> **What to work on**:
Transcribe each entry so that nothing differs from the original.

[Data]

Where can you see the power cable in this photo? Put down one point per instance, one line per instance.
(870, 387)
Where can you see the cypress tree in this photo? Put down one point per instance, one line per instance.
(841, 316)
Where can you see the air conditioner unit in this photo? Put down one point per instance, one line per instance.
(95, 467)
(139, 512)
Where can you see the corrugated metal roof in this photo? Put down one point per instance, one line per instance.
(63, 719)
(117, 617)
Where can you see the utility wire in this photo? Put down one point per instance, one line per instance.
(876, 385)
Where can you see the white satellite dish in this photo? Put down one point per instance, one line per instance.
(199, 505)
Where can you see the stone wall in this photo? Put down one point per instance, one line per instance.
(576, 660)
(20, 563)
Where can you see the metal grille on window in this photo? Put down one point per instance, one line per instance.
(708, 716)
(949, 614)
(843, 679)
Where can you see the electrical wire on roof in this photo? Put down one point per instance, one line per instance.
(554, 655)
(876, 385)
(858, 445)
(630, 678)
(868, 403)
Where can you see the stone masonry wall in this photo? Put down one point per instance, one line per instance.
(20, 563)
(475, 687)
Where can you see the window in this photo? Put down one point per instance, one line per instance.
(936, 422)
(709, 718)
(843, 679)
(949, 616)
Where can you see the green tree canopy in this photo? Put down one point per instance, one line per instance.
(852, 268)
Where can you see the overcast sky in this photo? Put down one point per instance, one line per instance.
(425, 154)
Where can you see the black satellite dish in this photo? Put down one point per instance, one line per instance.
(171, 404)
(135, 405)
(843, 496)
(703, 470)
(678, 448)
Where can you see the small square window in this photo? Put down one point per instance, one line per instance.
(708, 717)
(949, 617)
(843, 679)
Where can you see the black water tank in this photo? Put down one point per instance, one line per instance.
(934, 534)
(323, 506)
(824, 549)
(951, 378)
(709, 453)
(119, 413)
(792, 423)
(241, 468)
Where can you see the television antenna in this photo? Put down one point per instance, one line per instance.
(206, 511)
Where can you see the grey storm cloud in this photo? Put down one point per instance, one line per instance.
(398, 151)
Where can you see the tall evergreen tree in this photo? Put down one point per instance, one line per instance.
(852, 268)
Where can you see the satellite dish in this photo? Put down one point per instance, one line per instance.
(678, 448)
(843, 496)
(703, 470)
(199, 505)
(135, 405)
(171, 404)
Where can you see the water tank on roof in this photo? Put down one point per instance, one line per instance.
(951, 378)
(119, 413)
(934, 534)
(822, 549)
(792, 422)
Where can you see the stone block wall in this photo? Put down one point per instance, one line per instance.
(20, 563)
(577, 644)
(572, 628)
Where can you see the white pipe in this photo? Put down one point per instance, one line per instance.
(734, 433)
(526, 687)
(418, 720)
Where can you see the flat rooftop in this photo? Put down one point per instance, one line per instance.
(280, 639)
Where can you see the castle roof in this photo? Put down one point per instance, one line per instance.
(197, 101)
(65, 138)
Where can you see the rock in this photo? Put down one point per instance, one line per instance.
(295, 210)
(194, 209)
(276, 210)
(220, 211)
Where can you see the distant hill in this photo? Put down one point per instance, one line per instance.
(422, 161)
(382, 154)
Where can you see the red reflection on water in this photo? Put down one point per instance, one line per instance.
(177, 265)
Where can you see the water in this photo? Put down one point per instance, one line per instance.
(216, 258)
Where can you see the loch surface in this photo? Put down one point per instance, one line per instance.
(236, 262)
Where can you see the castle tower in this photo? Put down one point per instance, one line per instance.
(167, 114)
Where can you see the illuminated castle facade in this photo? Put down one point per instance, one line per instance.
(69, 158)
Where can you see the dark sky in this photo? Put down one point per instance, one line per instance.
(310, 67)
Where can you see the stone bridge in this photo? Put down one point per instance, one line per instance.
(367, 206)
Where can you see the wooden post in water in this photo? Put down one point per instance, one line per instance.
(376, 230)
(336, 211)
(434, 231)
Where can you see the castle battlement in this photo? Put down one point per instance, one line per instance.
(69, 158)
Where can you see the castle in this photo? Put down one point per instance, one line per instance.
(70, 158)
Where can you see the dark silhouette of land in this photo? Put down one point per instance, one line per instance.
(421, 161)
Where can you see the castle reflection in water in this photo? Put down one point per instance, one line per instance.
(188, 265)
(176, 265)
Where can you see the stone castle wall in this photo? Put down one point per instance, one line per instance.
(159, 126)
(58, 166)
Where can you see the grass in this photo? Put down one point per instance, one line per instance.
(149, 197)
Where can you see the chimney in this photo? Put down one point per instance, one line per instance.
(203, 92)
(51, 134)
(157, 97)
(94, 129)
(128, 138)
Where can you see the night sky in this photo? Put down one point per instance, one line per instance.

[/Data]

> **Solution to the problem**:
Where can you see the power cable in this photo? Put down one point per instance, one line per instance.
(870, 387)
Where can you see the cypress tree in this photo? Put down one point per instance, one line per instance.
(841, 316)
Where can you see the air conditioner unit in this photo? Put down one point per instance, one line per instance.
(95, 467)
(139, 512)
Where can you see the corrugated metal roof in this photo? Put down one point per instance, one line per instance.
(63, 719)
(117, 617)
Where can you see the utility wire in this photo? Put down one point per instance, one line per instance.
(876, 385)
Where can you see the white satellite dish in this photo? Put down one point per instance, one line per instance.
(199, 505)
Where can you see the stone wall in this photo? Put down one point per instance, one line per instance.
(576, 660)
(20, 563)
Where can you see the metal grille on window in this photo? Put down one point per instance, one line per instance.
(708, 716)
(949, 614)
(843, 679)
Where can you see the electrical wire on roof in this photo? Put down one point per instance, one line per instance.
(554, 655)
(876, 385)
(858, 445)
(630, 678)
(868, 403)
Where can you see the stone masonry wall in this photo? Put down one point per instance, one line per instance.
(20, 563)
(475, 687)
Where can you see the window in this photo? Put down one point per instance, one line per instance.
(936, 422)
(709, 718)
(843, 679)
(949, 616)
Where can you see the green tree canopy in this photo? Put down one point per instance, one line per instance.
(852, 268)
Where can you see the overcast sky in this photo? Put down one point per instance, one line per instance.
(425, 154)
Where can you see the black satellite dish in this photo? Put down one point per instance, one line per instance.
(171, 404)
(135, 405)
(843, 496)
(703, 470)
(678, 448)
Where can you see the small square window in this photo? Put down one point per instance, one line per instance.
(708, 717)
(949, 617)
(843, 679)
Where can you see the black water tank in this photo? Put down one point per instance, one line per instance.
(934, 534)
(323, 506)
(824, 549)
(951, 378)
(709, 453)
(119, 413)
(792, 423)
(241, 468)
Where can you see the television antenna in this photo? Put down one point per instance, one line per instance.
(206, 511)
Where can you see the grey storm cloud in this photo? Put down one point per instance, one line per instance.
(398, 151)
Where can you see the tall evergreen tree in this photo? Put down one point per instance, one line per instance.
(852, 268)
Where can you see the satellite dish in this photo? Put down one point per instance, one line per instance.
(678, 448)
(843, 496)
(703, 470)
(199, 505)
(135, 405)
(171, 404)
Where can you see the water tank on roof in this photo? Put down one point per instance, one line per instance.
(951, 378)
(119, 413)
(934, 534)
(822, 549)
(792, 422)
Where can you see the stone block wall in this photo? Put down one point per instance, one line per instance.
(20, 563)
(577, 644)
(572, 628)
Where can you see the white pipe in this photo? Put down one point per instance, one line per instance.
(734, 433)
(526, 687)
(418, 720)
Where can you see the flat rooftop in this photo? Put down one point per instance, one line per instance.
(280, 639)
Where can you see the castle roof in this photo? Put down one point per instance, one line per instance.
(197, 101)
(65, 138)
Where can you see the rock in this photo? Put down one point per instance, one line per instance.
(295, 210)
(194, 209)
(276, 210)
(220, 211)
Where can you see the distant hill in this photo? Put down one point per instance, one line per instance.
(422, 161)
(382, 154)
Where can you see the red reflection on water in this photo? Put down one point per instance, one line per instance.
(177, 265)
Where can you see the water in this photo? Put down one point per instance, one line per instance.
(216, 258)
Where can you see the loch surface in this photo? Put down one point per instance, one line per instance.
(236, 262)
Where can you see the castle tower in this photo? Put down one point per instance, one line per instance.
(167, 114)
Where can you see the illuminated castle facade in this photo? Put down one point per instance, one line per instance.
(69, 158)
Where can you see the dark sky in this photo? Put down one point per instance, one line per instance.
(310, 67)
Where can you see the stone bridge in this photo? Put down one point per instance, one line per instance.
(367, 206)
Where can you see the wooden post in water in this photo? Put down one point per instance, one line per instance.
(376, 230)
(336, 211)
(434, 231)
Where can you see the castle battlement in this photo? Put down one point per instance, one line per instance.
(69, 158)
Where can you see the castle in this photo? Put down one point per instance, one line per instance.
(70, 158)
Where can you see the dark silhouette of land in this photo? Put down one point per instance, one line per instance.
(421, 161)
Where can you see the castle reflection in water in this photo? Put down one point per instance, one line per instance.
(188, 265)
(176, 265)
Where can you see the stone castle wall in this photo? Put down one point per instance, one line per instance.
(159, 126)
(58, 166)
Where can you see the grass in this photo? Put down one point per instance, one line per instance.
(149, 197)
Where can you see the chimney in this photo? Put down one point per instance, one line per instance.
(203, 92)
(51, 134)
(157, 97)
(94, 129)
(128, 138)
Where can you see the night sky in this photo? Put down one point per instance, one line per instance.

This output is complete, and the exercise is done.